**EXERCISE DESCRIPTION:** Every record should be copied exactly, except that pictures are to be omitted.

[Saved entries]
※
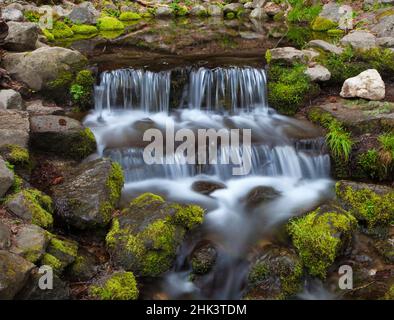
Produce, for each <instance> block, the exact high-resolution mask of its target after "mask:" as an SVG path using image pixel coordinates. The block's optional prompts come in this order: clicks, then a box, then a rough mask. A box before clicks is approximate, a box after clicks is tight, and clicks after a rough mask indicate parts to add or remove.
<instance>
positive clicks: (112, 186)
mask: <svg viewBox="0 0 394 320" xmlns="http://www.w3.org/2000/svg"><path fill="white" fill-rule="evenodd" d="M66 175H67V178H66V179H65V181H64V183H62V184H60V185H57V186H54V187H53V188H52V194H53V198H54V202H55V206H56V209H57V210H56V211H57V214H58V215H59V216H60V217H61V218H62V219H63V220H65V221H66V222H67V223H69V224H70V225H72V226H73V227H75V228H78V229H92V228H103V227H105V226H106V225H107V224H108V223H109V222H110V221H111V218H112V213H113V211H114V210H115V208H116V207H117V204H118V201H119V199H120V195H121V190H122V188H123V184H124V176H123V172H122V168H121V167H120V165H119V164H117V163H116V162H112V161H111V160H109V159H97V160H94V161H90V162H86V163H83V164H81V165H80V166H78V167H77V168H75V169H71V170H70V172H67V173H66Z"/></svg>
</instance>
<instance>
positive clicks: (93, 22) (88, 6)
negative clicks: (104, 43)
mask: <svg viewBox="0 0 394 320" xmlns="http://www.w3.org/2000/svg"><path fill="white" fill-rule="evenodd" d="M99 17H100V12H99V11H97V10H96V9H95V8H94V6H93V4H92V3H91V2H88V1H85V2H83V3H81V4H80V5H78V6H76V7H74V8H73V9H72V10H71V12H70V14H69V15H68V18H69V19H70V20H71V21H72V22H73V23H80V24H96V22H97V19H98V18H99Z"/></svg>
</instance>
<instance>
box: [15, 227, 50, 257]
mask: <svg viewBox="0 0 394 320" xmlns="http://www.w3.org/2000/svg"><path fill="white" fill-rule="evenodd" d="M48 242H49V233H48V232H47V231H45V230H44V229H42V228H40V227H39V226H36V225H34V224H31V225H24V226H22V227H21V228H20V229H19V230H18V233H17V234H16V236H15V237H14V241H13V244H12V247H11V249H10V252H12V253H15V254H17V255H20V256H22V257H23V258H25V259H26V260H27V261H30V262H32V263H36V262H37V261H38V260H40V259H41V257H42V256H43V254H44V253H45V249H46V247H47V245H48Z"/></svg>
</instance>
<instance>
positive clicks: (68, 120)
※
**EXPECTED OUTPUT:**
Produce, for each <instance> block, the exact high-resolution mask of its target after "mask:" as an SVG path using image pixel coordinates. The block's optional prompts come in this order: clicks, then a box, then a rough mask. A box before clicks is approximate, a box after clicks is tight, and clicks after a rough mask indicate parts to add or remove.
<instance>
positive clicks: (112, 186)
mask: <svg viewBox="0 0 394 320" xmlns="http://www.w3.org/2000/svg"><path fill="white" fill-rule="evenodd" d="M66 175H67V178H66V179H65V181H64V183H62V184H60V185H57V186H54V187H53V188H52V194H53V198H54V202H55V206H56V209H57V210H56V211H57V214H58V215H59V216H60V217H61V218H62V219H63V220H65V221H66V222H67V223H69V224H70V225H72V226H73V227H75V228H78V229H92V228H103V227H105V226H106V225H107V224H108V223H109V222H110V221H111V218H112V213H113V211H114V210H115V208H116V207H117V204H118V201H119V199H120V195H121V190H122V188H123V184H124V176H123V172H122V168H121V167H120V165H119V164H117V163H116V162H112V161H111V160H109V159H97V160H94V161H90V162H86V163H83V164H81V165H80V166H78V167H77V168H75V169H71V170H70V172H67V173H66Z"/></svg>
</instance>
<instance>
positive clicks: (93, 22) (88, 6)
negative clicks: (104, 43)
mask: <svg viewBox="0 0 394 320" xmlns="http://www.w3.org/2000/svg"><path fill="white" fill-rule="evenodd" d="M99 17H100V12H99V11H97V10H96V9H95V8H94V6H93V4H92V3H91V2H88V1H85V2H83V3H81V4H80V5H78V6H76V7H74V8H73V9H72V10H71V12H70V14H69V15H68V18H69V19H70V20H71V21H72V22H73V23H80V24H96V22H97V19H98V18H99Z"/></svg>
</instance>
<instance>
box: [15, 227, 50, 257]
mask: <svg viewBox="0 0 394 320" xmlns="http://www.w3.org/2000/svg"><path fill="white" fill-rule="evenodd" d="M48 242H49V233H48V232H47V231H45V230H44V229H42V228H40V227H39V226H36V225H34V224H31V225H24V226H22V227H21V228H20V229H19V230H18V233H17V234H16V236H15V237H14V241H13V244H12V247H11V249H10V252H12V253H15V254H17V255H20V256H22V257H23V258H25V259H26V260H27V261H30V262H32V263H36V262H37V261H38V260H40V259H41V257H42V256H43V254H44V253H45V249H46V247H47V245H48Z"/></svg>
</instance>
<instance>
positive clicks: (68, 120)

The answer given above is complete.